** WHAT THE TASK REQUIRES **
Sift the material for lines containing "mountain", and return them.

** STUDY MATERIAL **
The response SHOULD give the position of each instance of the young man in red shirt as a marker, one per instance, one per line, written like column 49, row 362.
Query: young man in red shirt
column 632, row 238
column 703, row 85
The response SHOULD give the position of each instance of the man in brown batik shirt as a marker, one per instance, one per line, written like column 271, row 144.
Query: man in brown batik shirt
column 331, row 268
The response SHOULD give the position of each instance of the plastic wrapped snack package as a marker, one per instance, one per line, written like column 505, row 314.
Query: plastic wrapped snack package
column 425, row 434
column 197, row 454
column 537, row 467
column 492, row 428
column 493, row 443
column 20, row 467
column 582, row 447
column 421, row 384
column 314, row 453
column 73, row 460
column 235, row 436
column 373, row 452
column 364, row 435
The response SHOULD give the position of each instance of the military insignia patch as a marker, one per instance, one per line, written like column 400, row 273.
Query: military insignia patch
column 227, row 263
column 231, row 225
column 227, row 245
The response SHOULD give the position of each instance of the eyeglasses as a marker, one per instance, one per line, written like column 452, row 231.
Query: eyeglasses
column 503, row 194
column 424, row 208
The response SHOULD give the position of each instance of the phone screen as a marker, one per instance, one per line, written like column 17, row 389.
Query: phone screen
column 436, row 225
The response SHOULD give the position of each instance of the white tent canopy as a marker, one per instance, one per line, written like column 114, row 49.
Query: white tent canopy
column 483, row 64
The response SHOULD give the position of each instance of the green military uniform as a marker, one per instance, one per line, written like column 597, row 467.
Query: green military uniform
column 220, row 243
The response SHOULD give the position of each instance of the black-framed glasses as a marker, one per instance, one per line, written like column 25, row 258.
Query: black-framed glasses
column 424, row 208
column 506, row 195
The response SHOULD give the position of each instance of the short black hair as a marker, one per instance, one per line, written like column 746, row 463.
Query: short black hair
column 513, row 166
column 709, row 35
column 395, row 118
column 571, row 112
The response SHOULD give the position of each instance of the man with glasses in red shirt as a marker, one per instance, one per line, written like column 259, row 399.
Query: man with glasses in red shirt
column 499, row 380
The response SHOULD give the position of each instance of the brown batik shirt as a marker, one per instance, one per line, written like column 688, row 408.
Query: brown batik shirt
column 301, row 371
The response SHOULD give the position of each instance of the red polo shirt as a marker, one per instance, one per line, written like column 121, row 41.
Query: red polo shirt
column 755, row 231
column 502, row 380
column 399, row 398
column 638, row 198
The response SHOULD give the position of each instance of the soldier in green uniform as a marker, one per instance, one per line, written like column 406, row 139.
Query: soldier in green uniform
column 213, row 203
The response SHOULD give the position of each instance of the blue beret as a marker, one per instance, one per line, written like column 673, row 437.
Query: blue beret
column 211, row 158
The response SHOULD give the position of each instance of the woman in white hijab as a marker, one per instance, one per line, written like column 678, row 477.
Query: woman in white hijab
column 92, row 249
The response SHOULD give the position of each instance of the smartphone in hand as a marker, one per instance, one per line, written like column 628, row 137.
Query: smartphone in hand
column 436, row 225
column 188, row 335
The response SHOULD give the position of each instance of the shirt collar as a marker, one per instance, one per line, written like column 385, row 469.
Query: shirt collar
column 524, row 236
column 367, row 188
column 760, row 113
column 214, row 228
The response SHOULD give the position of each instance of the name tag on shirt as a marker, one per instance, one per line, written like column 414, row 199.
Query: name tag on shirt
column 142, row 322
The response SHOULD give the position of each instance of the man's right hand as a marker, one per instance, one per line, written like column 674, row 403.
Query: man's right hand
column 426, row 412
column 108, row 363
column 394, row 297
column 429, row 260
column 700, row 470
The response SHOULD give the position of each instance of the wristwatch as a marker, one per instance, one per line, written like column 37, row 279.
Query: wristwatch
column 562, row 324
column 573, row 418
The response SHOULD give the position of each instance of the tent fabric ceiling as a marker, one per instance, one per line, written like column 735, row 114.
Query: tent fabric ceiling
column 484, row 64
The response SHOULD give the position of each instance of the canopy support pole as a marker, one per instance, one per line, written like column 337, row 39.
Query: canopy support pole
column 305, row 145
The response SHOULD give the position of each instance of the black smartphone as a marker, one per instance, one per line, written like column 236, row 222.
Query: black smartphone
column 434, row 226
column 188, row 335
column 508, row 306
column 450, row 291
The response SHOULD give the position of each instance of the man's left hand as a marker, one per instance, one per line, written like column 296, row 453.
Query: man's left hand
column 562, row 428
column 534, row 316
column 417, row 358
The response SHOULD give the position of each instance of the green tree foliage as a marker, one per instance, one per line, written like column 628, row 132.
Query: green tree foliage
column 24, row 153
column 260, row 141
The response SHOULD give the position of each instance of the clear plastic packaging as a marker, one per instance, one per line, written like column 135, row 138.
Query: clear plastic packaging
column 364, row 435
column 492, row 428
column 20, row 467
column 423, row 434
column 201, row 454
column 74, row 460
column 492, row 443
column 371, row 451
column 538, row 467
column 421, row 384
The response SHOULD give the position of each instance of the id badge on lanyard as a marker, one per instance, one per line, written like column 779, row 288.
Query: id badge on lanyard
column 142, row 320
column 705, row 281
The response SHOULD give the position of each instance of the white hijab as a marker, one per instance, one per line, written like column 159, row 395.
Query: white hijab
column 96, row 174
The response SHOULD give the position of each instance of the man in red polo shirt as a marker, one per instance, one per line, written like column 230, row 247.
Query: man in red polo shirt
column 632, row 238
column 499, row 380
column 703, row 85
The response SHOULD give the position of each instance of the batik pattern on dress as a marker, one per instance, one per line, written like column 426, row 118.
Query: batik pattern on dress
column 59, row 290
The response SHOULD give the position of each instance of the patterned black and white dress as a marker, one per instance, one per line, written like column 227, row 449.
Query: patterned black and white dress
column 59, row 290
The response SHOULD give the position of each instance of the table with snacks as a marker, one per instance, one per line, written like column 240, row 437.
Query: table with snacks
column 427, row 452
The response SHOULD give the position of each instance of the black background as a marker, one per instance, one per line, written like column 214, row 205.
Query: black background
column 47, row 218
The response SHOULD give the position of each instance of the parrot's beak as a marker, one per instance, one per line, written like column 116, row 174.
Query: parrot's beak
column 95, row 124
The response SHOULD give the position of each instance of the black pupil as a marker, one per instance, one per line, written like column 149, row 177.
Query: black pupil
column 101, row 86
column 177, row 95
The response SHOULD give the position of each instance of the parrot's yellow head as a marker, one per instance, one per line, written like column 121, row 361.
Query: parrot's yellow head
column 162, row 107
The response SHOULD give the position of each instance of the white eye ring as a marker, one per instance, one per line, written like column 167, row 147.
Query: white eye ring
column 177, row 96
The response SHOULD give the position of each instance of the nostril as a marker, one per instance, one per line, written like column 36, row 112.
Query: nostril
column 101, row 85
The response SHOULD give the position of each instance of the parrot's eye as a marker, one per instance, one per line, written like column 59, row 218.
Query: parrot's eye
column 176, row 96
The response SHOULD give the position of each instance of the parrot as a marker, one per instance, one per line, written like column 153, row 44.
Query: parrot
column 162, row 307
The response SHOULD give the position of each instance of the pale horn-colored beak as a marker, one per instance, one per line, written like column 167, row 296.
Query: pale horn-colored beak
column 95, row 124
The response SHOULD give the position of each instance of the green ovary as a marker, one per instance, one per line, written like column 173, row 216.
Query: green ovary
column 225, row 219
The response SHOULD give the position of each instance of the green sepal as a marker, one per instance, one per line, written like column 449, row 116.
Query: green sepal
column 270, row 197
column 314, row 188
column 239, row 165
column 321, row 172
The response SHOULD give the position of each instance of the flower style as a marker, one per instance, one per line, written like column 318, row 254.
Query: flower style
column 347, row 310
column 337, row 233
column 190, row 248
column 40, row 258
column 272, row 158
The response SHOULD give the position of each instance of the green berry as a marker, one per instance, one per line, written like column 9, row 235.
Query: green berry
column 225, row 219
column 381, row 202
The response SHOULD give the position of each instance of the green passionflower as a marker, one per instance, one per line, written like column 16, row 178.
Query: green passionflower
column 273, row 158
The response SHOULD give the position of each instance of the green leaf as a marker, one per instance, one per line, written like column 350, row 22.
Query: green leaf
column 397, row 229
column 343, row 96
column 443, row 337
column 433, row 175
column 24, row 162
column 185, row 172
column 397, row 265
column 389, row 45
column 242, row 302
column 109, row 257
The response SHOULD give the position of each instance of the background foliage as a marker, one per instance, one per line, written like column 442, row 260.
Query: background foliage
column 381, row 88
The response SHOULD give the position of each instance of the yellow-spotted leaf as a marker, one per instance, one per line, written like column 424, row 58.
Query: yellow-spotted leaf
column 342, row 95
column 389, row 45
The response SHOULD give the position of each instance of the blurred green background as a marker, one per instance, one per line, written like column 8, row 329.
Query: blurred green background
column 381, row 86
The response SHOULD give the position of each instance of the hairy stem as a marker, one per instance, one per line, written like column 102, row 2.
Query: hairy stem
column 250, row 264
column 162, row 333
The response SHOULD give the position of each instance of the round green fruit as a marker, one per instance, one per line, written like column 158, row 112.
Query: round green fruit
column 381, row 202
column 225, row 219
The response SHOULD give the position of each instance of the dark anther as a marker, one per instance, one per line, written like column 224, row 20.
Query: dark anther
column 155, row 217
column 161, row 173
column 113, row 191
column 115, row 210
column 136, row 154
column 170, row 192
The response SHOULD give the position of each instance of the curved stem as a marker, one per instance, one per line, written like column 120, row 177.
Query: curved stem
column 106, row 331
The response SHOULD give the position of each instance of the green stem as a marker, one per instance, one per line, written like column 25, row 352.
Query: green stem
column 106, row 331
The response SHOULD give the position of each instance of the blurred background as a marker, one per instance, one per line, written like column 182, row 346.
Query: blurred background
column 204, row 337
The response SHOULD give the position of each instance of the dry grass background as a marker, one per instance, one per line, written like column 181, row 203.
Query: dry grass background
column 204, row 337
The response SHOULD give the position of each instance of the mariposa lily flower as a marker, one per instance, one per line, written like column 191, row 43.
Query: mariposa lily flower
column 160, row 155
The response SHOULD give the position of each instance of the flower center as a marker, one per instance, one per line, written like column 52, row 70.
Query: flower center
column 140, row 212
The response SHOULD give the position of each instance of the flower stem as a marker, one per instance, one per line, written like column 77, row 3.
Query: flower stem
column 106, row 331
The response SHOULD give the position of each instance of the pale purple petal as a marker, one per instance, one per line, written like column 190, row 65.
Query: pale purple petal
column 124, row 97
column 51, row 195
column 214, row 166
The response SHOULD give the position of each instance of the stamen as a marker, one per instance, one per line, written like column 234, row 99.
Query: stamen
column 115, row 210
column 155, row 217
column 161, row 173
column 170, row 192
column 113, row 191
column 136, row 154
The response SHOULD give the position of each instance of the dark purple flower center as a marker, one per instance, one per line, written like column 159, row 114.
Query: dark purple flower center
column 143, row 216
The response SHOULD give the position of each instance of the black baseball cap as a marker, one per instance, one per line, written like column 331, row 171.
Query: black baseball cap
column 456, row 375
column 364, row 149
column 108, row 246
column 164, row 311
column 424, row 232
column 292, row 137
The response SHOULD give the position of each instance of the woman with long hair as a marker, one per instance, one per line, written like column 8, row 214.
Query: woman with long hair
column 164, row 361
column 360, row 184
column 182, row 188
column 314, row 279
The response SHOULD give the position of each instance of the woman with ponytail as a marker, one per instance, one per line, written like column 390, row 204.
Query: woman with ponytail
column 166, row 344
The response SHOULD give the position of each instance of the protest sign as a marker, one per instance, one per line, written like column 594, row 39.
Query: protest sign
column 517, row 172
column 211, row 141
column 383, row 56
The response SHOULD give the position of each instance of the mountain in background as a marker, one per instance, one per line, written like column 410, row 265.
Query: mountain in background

** FINISHED EXERCISE **
The response SHOULD give the position of each instance of the mountain in background as a marker, one per instance, one per line, written like column 410, row 265.
Query: mountain in background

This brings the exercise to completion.